Anon 2: It's probably not that he hates biodynamics, but is irritated like I am when people ignore science and the scientific method and try to sell people things like electric-foot-water baths and magnetic bracelets that put your Qi in balance.

April 29, 2009 1:40 PM  
Anonymous Steve said...

Stuart Smith recently wrote a great letter to the editor (of the Chronicle?) responding to the Dolan-Benziger school of non-stop BD promotion, practiced with nothing but anecdotal claims of efficacy, and plenty of marketing hype. As Stu pointed out the problem with the BD promoters is that it puts the rest of us at a competitive disadvantage. There are a few accounts that won't buy anything but organic and BD wines. Those of us who are more concerned with making delicious, well-made wines are fortunate, so far, in that most people care most about wine quality, not BD hokum.

When you look deeper into BD, beyond what the winery proponents choose to talk about, you find some truly wacky stuff, as if the common BD practices aren't enough already. Steiner was a paranormal fancier and clairvoyant. There are lots of spirits of various kinds. There are sylphs and fairies that move light and water into the plant and gnomes in the earth that tell the roots and worms what to do --- I'll bet there wasn't much about that at the seminar!
● ● ● ●
# Task objective
List every kind of supernatural being that the comments on biodynamics say can be found in it. The data after this point has no connection to the comments on biodynamics.

# Data shown
● ● ● ●
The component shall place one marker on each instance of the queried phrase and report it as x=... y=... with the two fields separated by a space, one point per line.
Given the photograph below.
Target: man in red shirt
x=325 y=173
● ● ● ●
# Task output
Spirits, sylphs, fairies, gnomes